====== Entries provided ======

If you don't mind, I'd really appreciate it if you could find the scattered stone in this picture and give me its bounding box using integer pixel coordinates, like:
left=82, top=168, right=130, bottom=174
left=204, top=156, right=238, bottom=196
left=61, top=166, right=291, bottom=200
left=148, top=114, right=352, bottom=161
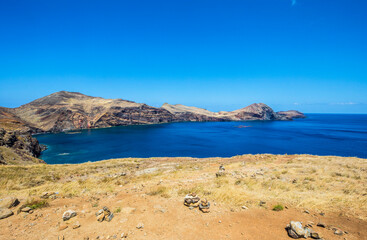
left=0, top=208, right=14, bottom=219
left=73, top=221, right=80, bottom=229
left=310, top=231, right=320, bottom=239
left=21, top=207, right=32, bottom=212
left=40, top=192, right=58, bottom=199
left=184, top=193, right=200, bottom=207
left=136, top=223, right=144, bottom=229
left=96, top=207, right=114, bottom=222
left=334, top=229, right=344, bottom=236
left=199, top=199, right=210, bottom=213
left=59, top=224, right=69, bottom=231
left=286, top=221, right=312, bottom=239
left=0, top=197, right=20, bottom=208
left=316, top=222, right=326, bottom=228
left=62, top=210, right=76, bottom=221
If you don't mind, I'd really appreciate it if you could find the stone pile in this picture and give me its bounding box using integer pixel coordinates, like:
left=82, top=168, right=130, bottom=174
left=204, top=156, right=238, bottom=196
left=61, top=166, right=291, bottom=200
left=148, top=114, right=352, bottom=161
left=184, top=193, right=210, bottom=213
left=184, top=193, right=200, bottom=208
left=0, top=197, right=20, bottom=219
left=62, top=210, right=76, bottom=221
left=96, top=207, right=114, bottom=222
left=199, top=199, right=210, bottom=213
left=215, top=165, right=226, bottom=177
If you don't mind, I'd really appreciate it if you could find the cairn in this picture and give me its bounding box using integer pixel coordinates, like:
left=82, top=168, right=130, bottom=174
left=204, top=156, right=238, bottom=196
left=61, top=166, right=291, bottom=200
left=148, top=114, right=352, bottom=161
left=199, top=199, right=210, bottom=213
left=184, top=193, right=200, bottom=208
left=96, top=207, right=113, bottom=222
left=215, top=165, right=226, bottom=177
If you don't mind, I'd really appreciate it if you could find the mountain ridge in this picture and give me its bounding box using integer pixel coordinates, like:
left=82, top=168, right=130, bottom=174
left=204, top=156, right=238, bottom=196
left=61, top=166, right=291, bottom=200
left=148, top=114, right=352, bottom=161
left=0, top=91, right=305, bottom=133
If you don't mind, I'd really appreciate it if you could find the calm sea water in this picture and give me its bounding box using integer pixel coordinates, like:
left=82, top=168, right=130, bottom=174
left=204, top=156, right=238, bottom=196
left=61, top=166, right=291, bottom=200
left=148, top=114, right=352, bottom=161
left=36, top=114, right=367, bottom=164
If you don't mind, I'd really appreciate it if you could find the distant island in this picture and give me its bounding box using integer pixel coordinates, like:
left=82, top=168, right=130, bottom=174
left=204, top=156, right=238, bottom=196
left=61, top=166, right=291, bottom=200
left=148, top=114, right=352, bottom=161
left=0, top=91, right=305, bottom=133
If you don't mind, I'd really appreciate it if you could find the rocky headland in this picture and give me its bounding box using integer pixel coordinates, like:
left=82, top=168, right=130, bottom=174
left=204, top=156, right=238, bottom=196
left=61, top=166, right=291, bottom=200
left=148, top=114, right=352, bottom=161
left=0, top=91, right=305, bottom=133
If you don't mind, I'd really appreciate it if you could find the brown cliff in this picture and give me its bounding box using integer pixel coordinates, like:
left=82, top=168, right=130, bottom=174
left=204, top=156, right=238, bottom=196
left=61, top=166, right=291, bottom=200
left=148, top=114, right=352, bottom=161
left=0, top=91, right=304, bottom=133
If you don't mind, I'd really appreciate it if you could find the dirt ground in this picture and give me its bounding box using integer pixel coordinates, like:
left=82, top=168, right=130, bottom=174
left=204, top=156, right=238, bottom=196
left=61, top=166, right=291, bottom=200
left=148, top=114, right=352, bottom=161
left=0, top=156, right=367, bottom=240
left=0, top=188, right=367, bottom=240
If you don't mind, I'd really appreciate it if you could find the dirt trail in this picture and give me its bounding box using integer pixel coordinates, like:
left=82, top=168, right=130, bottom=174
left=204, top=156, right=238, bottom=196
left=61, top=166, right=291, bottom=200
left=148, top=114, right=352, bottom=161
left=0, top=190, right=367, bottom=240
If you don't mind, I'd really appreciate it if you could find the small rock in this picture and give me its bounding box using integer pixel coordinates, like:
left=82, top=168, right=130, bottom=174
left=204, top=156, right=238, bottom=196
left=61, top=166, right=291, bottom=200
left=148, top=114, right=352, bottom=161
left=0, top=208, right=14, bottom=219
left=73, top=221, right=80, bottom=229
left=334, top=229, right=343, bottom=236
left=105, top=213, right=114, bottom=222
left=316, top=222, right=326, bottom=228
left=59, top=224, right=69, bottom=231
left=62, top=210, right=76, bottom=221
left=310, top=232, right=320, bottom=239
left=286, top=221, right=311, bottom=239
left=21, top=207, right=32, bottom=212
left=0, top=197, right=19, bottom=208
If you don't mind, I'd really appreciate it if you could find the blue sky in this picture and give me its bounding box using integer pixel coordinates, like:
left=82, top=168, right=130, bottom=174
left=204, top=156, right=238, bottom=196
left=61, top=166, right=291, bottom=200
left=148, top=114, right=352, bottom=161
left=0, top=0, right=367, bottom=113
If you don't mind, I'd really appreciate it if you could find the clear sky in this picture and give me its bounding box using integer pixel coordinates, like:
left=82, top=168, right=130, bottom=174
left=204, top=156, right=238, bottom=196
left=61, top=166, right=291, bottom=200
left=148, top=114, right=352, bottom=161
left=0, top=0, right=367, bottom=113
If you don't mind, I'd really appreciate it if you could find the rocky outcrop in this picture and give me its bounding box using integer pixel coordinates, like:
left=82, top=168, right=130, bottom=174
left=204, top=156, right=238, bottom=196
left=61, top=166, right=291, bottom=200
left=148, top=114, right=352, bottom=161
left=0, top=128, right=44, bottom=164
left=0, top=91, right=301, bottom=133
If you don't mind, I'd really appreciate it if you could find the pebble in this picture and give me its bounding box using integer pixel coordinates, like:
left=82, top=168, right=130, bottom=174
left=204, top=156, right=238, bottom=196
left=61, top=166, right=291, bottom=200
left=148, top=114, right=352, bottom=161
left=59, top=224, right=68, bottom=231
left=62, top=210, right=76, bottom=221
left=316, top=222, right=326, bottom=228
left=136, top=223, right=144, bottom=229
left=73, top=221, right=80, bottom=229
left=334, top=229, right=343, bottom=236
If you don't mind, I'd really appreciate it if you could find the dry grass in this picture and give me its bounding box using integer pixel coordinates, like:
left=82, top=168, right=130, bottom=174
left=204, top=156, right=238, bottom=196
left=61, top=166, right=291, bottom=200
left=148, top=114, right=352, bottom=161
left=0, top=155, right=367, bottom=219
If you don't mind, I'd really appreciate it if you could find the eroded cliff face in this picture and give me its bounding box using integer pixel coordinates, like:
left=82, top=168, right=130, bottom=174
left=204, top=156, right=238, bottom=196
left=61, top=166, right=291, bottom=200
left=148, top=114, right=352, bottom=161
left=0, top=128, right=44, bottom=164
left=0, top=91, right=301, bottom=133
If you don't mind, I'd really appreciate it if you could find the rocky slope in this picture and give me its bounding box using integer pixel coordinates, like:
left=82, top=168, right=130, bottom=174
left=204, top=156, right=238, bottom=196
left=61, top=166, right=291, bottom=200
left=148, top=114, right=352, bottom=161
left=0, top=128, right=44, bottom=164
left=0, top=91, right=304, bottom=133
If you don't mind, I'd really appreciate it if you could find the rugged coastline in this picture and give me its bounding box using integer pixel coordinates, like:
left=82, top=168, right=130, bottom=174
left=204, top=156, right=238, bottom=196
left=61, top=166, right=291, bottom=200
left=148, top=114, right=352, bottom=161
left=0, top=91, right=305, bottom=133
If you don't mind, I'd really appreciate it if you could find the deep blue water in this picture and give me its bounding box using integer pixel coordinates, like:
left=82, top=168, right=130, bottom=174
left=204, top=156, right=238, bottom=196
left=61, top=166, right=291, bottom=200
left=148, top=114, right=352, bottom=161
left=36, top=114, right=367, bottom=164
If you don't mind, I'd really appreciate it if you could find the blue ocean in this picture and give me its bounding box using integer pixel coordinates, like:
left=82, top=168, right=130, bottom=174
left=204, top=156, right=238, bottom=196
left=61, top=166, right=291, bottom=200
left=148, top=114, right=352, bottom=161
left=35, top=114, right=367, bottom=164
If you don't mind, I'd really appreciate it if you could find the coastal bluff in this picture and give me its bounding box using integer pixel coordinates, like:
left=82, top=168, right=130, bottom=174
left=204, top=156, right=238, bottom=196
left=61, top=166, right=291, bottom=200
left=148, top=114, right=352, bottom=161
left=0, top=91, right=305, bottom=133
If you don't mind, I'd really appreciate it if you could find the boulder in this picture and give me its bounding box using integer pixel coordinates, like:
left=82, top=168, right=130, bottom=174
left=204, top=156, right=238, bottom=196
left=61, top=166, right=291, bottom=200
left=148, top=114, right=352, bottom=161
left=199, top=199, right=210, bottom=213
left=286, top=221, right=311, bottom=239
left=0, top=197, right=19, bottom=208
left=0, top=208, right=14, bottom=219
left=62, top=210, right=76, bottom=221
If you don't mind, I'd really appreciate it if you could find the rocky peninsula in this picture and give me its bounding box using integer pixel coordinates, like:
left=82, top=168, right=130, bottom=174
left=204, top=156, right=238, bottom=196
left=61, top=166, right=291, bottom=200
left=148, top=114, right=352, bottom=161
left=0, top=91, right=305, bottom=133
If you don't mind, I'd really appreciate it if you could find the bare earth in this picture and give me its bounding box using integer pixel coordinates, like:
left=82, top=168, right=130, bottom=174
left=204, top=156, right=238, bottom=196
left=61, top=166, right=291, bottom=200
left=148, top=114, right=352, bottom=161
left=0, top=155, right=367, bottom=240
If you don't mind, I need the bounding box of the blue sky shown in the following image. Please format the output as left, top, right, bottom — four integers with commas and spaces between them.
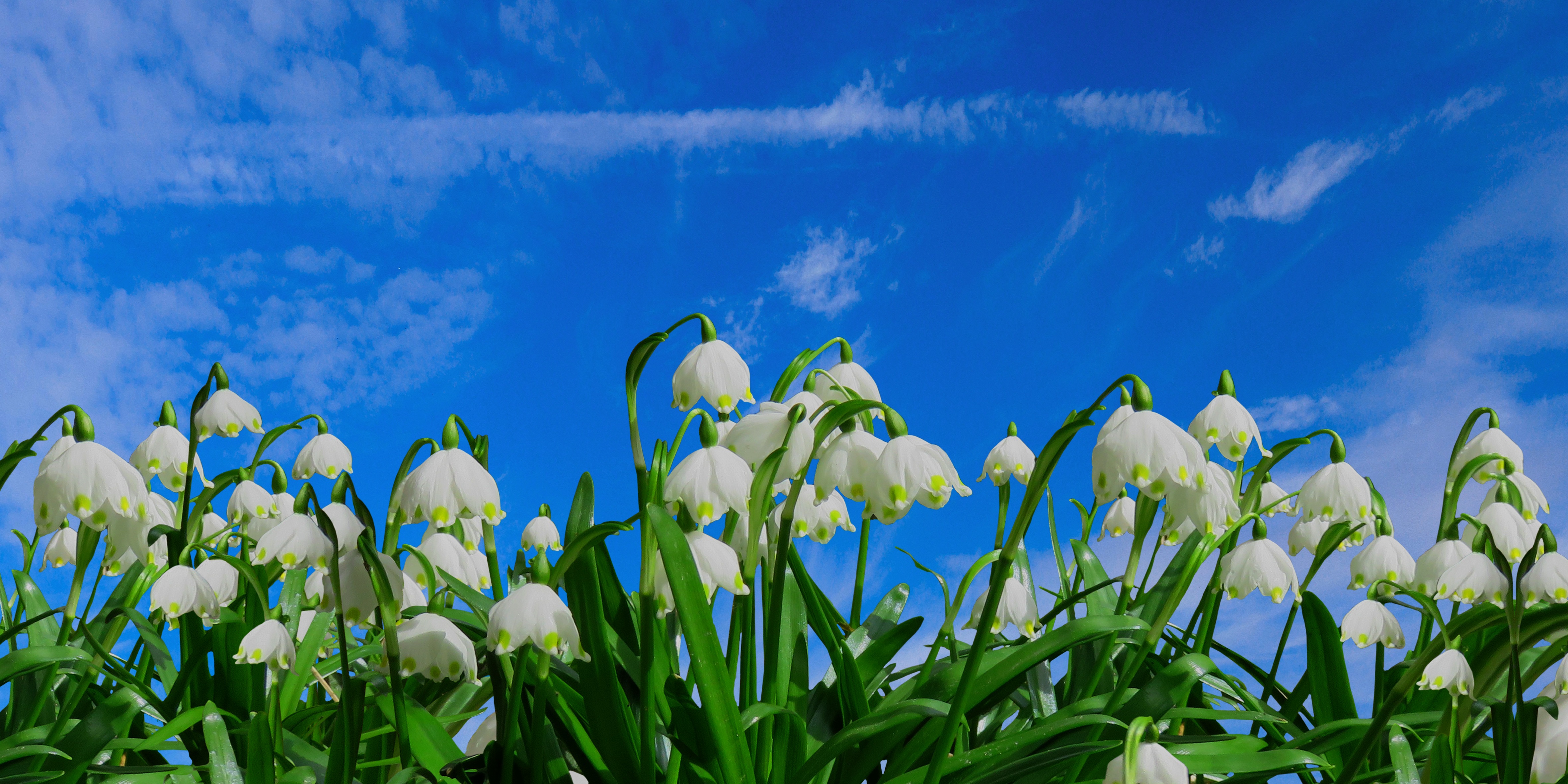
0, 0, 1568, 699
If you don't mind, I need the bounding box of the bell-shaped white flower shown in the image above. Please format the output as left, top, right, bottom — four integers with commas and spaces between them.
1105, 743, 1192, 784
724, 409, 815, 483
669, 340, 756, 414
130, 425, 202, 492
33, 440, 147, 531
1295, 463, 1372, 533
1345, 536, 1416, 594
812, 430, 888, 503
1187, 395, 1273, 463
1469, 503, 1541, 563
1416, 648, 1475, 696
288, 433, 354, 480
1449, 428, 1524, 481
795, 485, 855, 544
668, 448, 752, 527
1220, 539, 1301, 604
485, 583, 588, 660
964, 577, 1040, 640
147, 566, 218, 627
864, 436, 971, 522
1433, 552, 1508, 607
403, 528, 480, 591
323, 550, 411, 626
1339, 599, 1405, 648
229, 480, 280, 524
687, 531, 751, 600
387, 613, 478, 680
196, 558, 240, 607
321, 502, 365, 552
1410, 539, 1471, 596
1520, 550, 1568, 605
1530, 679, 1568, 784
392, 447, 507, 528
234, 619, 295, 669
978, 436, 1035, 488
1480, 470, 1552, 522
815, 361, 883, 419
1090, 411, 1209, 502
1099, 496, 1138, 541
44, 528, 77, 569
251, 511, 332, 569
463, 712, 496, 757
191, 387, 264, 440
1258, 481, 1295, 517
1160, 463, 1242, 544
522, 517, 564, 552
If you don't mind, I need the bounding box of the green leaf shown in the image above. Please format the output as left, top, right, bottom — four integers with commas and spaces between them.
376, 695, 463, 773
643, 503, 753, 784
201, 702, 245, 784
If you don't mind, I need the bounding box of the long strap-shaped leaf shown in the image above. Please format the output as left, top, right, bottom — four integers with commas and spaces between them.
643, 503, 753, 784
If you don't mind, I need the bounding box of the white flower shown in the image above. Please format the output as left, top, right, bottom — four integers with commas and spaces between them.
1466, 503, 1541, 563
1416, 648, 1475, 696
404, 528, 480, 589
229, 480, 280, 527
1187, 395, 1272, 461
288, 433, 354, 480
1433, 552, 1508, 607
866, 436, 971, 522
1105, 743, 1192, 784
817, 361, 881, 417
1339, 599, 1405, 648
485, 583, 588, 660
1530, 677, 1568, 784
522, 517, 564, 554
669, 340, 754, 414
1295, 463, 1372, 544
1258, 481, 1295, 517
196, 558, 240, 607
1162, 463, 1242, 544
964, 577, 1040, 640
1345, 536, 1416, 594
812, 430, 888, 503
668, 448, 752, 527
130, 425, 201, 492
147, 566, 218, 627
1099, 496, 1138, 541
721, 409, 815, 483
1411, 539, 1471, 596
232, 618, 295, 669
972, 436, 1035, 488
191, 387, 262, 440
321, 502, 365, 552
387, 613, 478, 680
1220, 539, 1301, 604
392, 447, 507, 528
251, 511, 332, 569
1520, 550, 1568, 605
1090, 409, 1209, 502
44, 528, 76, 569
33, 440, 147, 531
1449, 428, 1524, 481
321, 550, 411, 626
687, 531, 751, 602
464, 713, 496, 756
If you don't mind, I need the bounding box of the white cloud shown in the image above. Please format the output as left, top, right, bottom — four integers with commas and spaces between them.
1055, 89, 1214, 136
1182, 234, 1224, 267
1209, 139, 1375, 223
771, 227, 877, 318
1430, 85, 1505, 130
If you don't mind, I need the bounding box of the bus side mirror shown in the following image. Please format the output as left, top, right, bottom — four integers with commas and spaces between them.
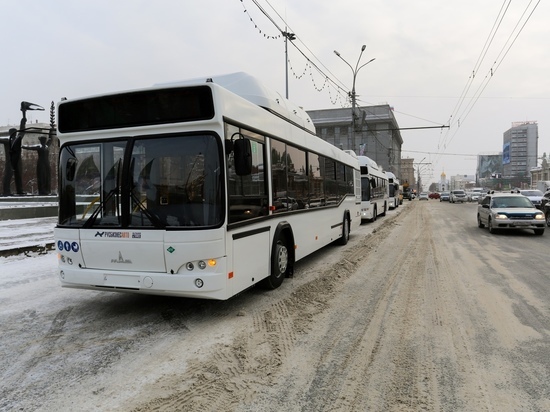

======

Problem details:
Could you rewrite the material from the line with "find the dry" up to and including the line with "left=0, top=155, right=367, bottom=219", putting "tall grass" in place of "dry grass" and keeping everything else the same?

Complete answer:
If you don't mind, I'd really appreciate it if you could find the tall grass in this picture and give me its bounding box using integer pixel coordinates, like:
left=82, top=168, right=130, bottom=174
left=204, top=156, right=238, bottom=196
left=61, top=166, right=291, bottom=200
left=148, top=114, right=352, bottom=161
left=0, top=155, right=367, bottom=219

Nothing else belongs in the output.